Given task
Copy out all of the items below, substituting "Directions" for each occurrence of "Instruction set" and changing nothing else.

○ ○ ○ ○

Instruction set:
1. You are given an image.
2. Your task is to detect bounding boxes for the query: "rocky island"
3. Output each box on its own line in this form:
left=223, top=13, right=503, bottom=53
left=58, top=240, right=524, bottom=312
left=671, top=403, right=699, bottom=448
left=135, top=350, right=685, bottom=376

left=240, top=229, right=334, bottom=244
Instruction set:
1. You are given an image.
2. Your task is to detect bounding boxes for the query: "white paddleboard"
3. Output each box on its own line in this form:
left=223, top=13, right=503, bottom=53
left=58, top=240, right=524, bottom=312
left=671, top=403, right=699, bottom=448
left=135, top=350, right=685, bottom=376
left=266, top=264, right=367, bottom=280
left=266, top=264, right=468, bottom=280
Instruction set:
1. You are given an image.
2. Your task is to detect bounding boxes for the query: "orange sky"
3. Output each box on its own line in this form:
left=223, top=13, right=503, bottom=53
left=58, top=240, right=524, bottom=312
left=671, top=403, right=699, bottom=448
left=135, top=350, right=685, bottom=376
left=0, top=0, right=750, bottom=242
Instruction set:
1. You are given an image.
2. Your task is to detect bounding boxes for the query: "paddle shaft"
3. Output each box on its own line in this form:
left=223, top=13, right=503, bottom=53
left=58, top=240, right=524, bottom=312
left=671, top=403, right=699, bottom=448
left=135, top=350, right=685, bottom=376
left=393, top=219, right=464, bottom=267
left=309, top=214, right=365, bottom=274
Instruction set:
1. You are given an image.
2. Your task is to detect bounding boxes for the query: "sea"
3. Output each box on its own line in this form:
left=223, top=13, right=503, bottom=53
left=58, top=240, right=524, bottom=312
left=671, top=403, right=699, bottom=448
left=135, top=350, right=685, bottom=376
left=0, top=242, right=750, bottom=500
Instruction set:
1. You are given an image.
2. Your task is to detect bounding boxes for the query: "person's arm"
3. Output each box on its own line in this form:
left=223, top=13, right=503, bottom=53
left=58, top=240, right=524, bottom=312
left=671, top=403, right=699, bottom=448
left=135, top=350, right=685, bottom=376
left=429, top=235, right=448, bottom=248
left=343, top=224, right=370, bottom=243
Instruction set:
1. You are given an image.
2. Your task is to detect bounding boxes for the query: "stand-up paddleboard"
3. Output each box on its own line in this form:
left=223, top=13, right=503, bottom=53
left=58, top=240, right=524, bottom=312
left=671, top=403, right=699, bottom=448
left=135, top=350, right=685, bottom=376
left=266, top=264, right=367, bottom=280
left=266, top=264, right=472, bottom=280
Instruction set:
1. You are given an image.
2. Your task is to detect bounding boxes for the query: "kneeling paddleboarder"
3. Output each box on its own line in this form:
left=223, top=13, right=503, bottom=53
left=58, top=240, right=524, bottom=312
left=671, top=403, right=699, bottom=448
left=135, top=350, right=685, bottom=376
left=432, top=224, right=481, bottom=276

○ ○ ○ ○

Response to the task
Directions:
1. You are given an image.
2. Your task is to detect bounding boxes for the query: "rocky island"
3. Output each box on its own line in this form:
left=223, top=13, right=503, bottom=53
left=58, top=240, right=524, bottom=312
left=671, top=403, right=699, bottom=448
left=135, top=350, right=685, bottom=376

left=240, top=229, right=334, bottom=244
Directions:
1. You are given an image.
2. Your task is to detect bounding boxes for the query: "white paddleboard"
3. Output each box on its own line in this form:
left=223, top=13, right=503, bottom=53
left=58, top=240, right=524, bottom=312
left=671, top=403, right=699, bottom=448
left=135, top=350, right=685, bottom=376
left=266, top=264, right=367, bottom=280
left=266, top=264, right=468, bottom=280
Directions:
1. You are given an image.
2. Your task is to detect bounding boxes for the query: "orange sky"
3. Output each box on its own line in this form:
left=223, top=13, right=503, bottom=53
left=58, top=240, right=524, bottom=312
left=671, top=403, right=699, bottom=448
left=135, top=350, right=685, bottom=376
left=0, top=0, right=750, bottom=242
Directions:
1. You are given an image.
2. Your task is to detect bounding boxes for the query: "paddle shaft"
3. Output each box on its own line in this form:
left=223, top=13, right=503, bottom=53
left=58, top=240, right=524, bottom=312
left=671, top=403, right=699, bottom=448
left=135, top=350, right=685, bottom=376
left=393, top=219, right=464, bottom=267
left=309, top=214, right=365, bottom=274
Directions:
1. You are given an image.
2. Your task is to detect bounding boxes for the query: "sea"
3. Output each box on its own line in this form:
left=223, top=13, right=503, bottom=53
left=58, top=240, right=524, bottom=312
left=671, top=403, right=699, bottom=448
left=135, top=350, right=685, bottom=376
left=0, top=242, right=750, bottom=500
Directions:
1. You are given an image.
2. Your task is to detect bounding boxes for the query: "person's arm"
3. Output each box on its own line in this form:
left=223, top=13, right=503, bottom=53
left=58, top=240, right=524, bottom=312
left=671, top=403, right=699, bottom=448
left=135, top=350, right=685, bottom=376
left=429, top=235, right=448, bottom=248
left=343, top=224, right=370, bottom=243
Directions:
1. You are given an image.
2. Your task is to detect bounding boxes for the query: "stand-up paddleboard"
3. Output each box on its own line in this form:
left=223, top=13, right=503, bottom=53
left=58, top=240, right=524, bottom=312
left=671, top=403, right=699, bottom=448
left=135, top=350, right=685, bottom=376
left=266, top=264, right=367, bottom=280
left=266, top=264, right=472, bottom=280
Directions:
1. You are given an image.
2. Your task is to detect bounding boxes for the query: "kneeling paddleboarder"
3. Output each box on its own line in this form:
left=223, top=13, right=503, bottom=53
left=58, top=240, right=524, bottom=312
left=671, top=403, right=699, bottom=448
left=135, top=350, right=685, bottom=376
left=432, top=224, right=481, bottom=276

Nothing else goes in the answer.